Mit neuen Details und schweren Vorwürfen setzt Manfred Amerell sowohl DFB-Präsident Theo Zwanziger als auch Schiedsrichter Michael Kempter weiter unter Druck.
UpdateFür DFB-Präsident Theo Zwanziger wird die Luft in der Affäre um den früheren Schiedsrichter-Beobachter Manfred Amerell immer dünner, für Referee Michael Kempter scheint die Karriere kaum noch zu retten.
Amerell, der Kempter angeblich sexuell belästigt haben soll, hat öffentlich Mails vorgelegt, die sowohl die Glaubwürdigkeit von Kempter als auch dessen Unparteilichkeit als Schiedsrichter extrem erschüttern. Damit gerät auch Zwanziger, der sich bislang auf die Seite von Kempter gestellt hat, immer mehr unter Druck.
"Hoffentlich fliegen die Bayern raus"
Kempter könnte vor allem eine vermeintliche Mail an Amerell vor der 0:2-Niederlage von Bayern München in der Champions League am 11. April 2007 gegen den AC Mailand zum Verhängnis werden. Darin heißt es: "Hoffentlich fliegen die Bayern gleich raus, dann können wir anstoßen."
Der Deutsche Fußball-Bund (DFB) gab nunmehr bekannt, dass Kempter nicht wie vorgesehen am Sonntag beim Zweitligaspiel Union Berlin gegen MSV Duisburg sein Comeback feiern wird.
Kempter weiß wohl, was die Stunde geschlagen hat. "Amerell hat ja angekündigt, wenn er untergeht, nimmt er mich mit. Das macht er jetzt wahr", wird der 27-Jährige bei "Bild"-Online zitiert.
"Intimsphäre mit Füßen getreten"
"Angesichts seiner Lügen kann ich mir eine Rückkehr nicht vorstellen", sagte der 63-Jährige in einem Interview mit der "Neuen
Osnabrücker Zeitung".
Amerell ging außerdem erneut mit dem DFB hart ins Gericht. "Der DFB hat doch das Grundrecht auf den Schutz des Privatlebens und der Intimsphäre mit Füßen getreten, als er ohne jede Rechtsgrundlage und ohne Information des Betroffenen diese Vorwürfe öffentlich gemacht hat", erklärte Amerell und schloss nicht aus, dass "da möglicherweise alte Rechnungen beglichen" worden sind.

Einträge zur Beschriftung von Objektpositionen
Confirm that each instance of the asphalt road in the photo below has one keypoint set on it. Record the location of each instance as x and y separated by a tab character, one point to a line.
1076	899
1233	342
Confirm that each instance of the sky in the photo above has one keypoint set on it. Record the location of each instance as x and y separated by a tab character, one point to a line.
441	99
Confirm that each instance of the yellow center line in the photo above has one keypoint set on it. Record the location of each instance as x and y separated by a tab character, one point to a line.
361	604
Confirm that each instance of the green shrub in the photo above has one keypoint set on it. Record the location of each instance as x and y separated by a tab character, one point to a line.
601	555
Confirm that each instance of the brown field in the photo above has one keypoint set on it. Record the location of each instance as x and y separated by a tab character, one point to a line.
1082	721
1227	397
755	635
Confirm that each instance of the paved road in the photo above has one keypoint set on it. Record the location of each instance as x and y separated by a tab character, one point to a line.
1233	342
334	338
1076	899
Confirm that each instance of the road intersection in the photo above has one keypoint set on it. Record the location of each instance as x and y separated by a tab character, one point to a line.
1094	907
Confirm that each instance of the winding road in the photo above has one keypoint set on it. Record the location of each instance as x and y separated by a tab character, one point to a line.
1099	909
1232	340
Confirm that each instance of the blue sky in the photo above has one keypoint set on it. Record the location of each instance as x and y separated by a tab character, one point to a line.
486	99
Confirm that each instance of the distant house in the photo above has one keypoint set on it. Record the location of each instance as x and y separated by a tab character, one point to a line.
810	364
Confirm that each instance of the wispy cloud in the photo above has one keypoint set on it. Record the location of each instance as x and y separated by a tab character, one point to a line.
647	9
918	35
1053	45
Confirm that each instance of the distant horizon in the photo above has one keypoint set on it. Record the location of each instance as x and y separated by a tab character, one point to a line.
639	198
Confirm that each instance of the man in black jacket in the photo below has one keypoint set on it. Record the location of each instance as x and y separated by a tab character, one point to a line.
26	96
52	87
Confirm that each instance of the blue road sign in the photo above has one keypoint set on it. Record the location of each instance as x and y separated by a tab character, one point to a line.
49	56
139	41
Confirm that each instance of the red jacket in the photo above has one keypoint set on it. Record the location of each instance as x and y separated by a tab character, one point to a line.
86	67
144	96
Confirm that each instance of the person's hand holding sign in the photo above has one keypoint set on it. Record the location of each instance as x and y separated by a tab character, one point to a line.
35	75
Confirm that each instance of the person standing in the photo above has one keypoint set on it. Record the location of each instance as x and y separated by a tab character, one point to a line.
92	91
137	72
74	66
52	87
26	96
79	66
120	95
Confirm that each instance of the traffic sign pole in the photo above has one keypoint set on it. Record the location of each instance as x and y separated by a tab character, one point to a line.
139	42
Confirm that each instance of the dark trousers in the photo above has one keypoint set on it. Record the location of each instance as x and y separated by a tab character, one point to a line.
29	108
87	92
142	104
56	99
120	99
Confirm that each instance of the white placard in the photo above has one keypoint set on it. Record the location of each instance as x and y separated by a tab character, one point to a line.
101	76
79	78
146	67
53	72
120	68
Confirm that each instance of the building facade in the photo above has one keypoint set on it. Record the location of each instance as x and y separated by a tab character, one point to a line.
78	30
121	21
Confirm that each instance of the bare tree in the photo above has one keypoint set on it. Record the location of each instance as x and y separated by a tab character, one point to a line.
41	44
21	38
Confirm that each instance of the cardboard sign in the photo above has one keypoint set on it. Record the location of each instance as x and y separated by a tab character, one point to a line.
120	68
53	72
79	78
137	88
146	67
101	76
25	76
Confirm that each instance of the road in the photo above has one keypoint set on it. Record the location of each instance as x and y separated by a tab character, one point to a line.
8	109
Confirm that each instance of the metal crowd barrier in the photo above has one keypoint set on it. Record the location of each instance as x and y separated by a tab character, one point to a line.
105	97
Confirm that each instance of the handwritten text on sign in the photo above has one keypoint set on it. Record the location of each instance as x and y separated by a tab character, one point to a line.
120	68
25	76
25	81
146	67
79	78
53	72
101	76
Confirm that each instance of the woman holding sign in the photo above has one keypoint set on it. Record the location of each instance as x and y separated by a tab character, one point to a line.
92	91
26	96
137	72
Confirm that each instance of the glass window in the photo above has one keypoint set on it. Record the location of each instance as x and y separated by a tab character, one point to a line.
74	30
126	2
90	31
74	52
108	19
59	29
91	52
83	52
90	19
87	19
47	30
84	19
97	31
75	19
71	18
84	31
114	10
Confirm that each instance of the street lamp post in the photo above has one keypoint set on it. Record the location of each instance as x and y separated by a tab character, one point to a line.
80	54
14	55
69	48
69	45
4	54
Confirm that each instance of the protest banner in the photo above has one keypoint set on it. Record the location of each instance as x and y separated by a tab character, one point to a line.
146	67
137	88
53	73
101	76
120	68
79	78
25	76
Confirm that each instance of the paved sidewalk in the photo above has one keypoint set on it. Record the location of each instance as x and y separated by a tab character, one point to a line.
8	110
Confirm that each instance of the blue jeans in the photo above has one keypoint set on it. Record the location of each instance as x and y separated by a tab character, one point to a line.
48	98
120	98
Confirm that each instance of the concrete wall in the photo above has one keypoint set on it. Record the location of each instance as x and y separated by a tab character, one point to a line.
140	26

● **AUFGABEN**:
A) Beantworten Sie anhand des Artikels über die Affäre um Manfred Amerell diese Fragen:
(i) Vor welchem Spiel soll Kempter die Mail mit dem Satz „Hoffentlich fliegen die Bayern gleich raus“ geschrieben haben?
(ii) Bei welchem Spiel sollte Kempter ursprünglich sein Comeback feiern?
(iii) Was schloss Amerell im Zusammenhang mit seinen Vorwürfen gegen den DFB nicht aus?
B) Schreiben Sie den Artikel über die Affäre um Manfred Amerell im Anschluss an seinen letzten Satz um einige Sätze fort.

● **SCHRIFTLICHE ANTWORTEN**:
A)
(i) Vor der 0:2-Niederlage von Bayern München gegen den AC Mailand in der Champions League am 11. April 2007.
(ii) Beim Zweitligaspiel Union Berlin gegen MSV Duisburg am Sonntag.
(iii) Dass „da möglicherweise alte Rechnungen beglichen“ worden sind.

B)
Amerell wirft Kempter indirekt Methode vor. "Vielleicht hat die Nominierung zum FIFA-Schiedsrichter den Ausschlag gegeben, denn der zeitliche Zusammenhang ist auffällig. Am gleichen Tag, als er von diesem entscheidenden Karrieresprung erfahren hat, hat er um den Gesprächstermin beim Schiedsrichter-Ausschussvorsitzenden Volker Roth gebeten."
Einvernehmliche Beziehung?
Amerell präsentierte in der "Sat.1"-Sendung "Kerner" am Donnerstag zudem vermeintliche Mails von Kempter, die nahelegen, dass es sich um eine einvernehmliche Beziehung der beiden gehandelt und Kempter demnach gelogen habe.
Verhältnisse mit anderen Schiedsrichtern bestritt Amerell. Kempter begründete die "Liebesbekundungen" in den Mails mit der "unglaublichen Drucksituation".
"Wenn ich mal nur noch ,Liebe Grüße, Michael" geschrieben habe, war er sofort böse und beleidigt, rief mich an und drohte mir damit, dass es keine Spiel mehr für mich gäbe, wenn ich so was nicht mehr schreiben würde. Ich konnte nicht einfach sagen: Ich mache das nicht mehr", sagte der 27-Jährige und bestritt weiterhin, ein sexuelles Verhältnis, eine Beziehung oder eine Affäre mit Amerell gehabt zu haben.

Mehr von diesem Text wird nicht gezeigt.